(Document segment)
= 2023 in Brazil =

Events in the year 2023 in Brazil.

== Incumbents ==
=== Federal government ===
- President: Luiz Inácio Lula da Silva
- Vice President: Geraldo Alckmin

=== Governors ===
- Acre: Gladson Cameli
- Alagoas: Paulo Dantas
- Amapá: Clécio Luís
- Amazonas: Wilson Lima
- Bahia: Jerônimo Rodrigues
- Ceará: Elmano de Freitas
- Espírito Santo: Renato Casagrande
- Federal District: Ibaneis Rocha
- Goiás: Ronaldo Caiado
- Maranhão: Carlos Brandão
- Mato Grosso: Mauro Mendes
- Mato Grosso do Sul: Eduardo Riedel
- Minas Gerais: Romeu Zema
- Pará: Helder Barbalho
- Paraíba: João Azevêdo
- Paraná: Ratinho Júnior
- Pernambuco: Raquel Lyra
- Piauí: Rafael Fonteles
- Rio de Janeiro: Cláudio Castro
- Rio Grande do Norte: Fátima Bezerra
- Rio Grande do Sul: Eduardo Leite
- Rondônia: Marcos Rocha
- Roraima: Antonio Denarium
- Santa Catarina: Jorginho Mello
- São Paulo: Tarcísio de Freitas
- Sergipe: Fábio Mitidieri
- Tocantins: Wanderlei Barbosa

=== Vice governors ===
- Acre: Mailza Gomes
- Alagoas: Ronaldo Lessa
- Amapá: Antonio Teles Júnior
- Amazonas: Tadeu de Souza
- Bahia: Geraldo Júnior
- Ceará: Jade Romero
- Espírito Santo: Ricardo Ferraço
- Federal District: Celina Leão
- Goiás: Daniel Vilela
- Maranhão: Felipe Camarão
- Mato Grosso: Otaviano Pivetta
- Mato Grosso do Sul: José Carlos Barbosa
- Minas Gerais: Mateus Simões
- Pará: Hana Ghassan
- Paraíba: Lucas Ribeiro
- Paraná: Darci Piana
- Pernambuco: Priscila Krause
- Piaui: Themístocles Filho
- Rio de Janeiro: Thiago Pampolha
- Rio Grande do Norte: Walter Alves
- Rio Grande do Sul: Gabriel Souza
- Rondônia: Sérgio Gonçalves
- Roraima: Edilson Damião
- Santa Catarina: Marilisa Boehm
- São Paulo: Felicio Ramuth
- Sergipe: Zezinho Sobral
- Tocantins: Laurez Moreira

== Events ==

=== January ===
- 28 December-15 January: Ten members of a family are kidnapped and murdered in the Federal District.
- 1 January:
  - Luiz Inácio Lula da Silva is sworn in as the 39th President of Brazil after defeating incumbent president Jair Bolsonaro in a runoff election held on 30 October 2022, receiving 50.90% of the total votes to Bolsonaro's 49.10%
  - Lula declares three days of national mourning for footballer Pelé, who died on 29 December 2022.
- 3 January: Wake and burial of Pelé at Vila Belmiro in Santos.
- 8 January: Supporters of the previous president, Jair Bolsonaro, invade the Supreme Court of Brazil, National Congress of Brazil, and the Planalto Presidential Palace in the Praça dos Três Poderes in Brasília. A federal intervention in public security in the Federal District is decreed.
- 9 January: STF justice Alexandre de Moraes suspends Ibaneis Rocha, Governor of the Federal District, for 90 days for allowing the invasion of government buildings by Bolsonaro supporters.
(End Document segment)
Exercise brief:
According to the text on 2023 in Brazil, for how many days did Alexandre de Moraes suspend Ibaneis Rocha as Governor of the Federal District?
(Raw data)
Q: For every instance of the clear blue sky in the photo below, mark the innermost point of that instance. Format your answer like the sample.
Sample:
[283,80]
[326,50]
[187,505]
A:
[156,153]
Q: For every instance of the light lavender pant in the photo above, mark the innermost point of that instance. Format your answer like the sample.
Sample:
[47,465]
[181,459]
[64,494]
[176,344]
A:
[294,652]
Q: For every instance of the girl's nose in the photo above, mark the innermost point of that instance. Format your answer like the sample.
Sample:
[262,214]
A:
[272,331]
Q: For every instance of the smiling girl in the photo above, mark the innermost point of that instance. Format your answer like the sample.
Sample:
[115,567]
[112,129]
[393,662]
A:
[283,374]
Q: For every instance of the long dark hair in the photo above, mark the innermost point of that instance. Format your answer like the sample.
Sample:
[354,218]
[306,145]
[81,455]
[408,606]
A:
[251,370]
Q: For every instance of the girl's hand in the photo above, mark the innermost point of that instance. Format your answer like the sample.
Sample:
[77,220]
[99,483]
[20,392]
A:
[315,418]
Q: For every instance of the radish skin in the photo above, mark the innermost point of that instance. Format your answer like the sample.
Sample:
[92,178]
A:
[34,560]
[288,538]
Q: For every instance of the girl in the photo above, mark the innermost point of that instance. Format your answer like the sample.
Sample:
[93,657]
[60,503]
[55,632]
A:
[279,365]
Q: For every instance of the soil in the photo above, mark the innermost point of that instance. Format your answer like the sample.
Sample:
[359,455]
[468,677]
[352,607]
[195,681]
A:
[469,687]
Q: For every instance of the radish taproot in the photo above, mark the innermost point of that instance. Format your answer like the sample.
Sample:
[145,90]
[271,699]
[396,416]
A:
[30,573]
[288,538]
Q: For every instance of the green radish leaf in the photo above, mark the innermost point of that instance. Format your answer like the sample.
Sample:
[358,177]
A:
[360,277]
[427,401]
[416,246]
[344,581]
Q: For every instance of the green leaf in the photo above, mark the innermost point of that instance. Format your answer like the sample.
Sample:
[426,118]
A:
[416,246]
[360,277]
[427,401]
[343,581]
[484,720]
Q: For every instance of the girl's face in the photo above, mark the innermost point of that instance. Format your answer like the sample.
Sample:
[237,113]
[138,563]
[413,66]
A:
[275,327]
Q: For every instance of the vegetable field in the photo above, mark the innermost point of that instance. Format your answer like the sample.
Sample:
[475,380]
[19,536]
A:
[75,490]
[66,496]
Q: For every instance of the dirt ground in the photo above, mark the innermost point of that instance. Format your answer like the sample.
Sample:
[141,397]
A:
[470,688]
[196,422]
(End Raw data)
Response to the task:
90 days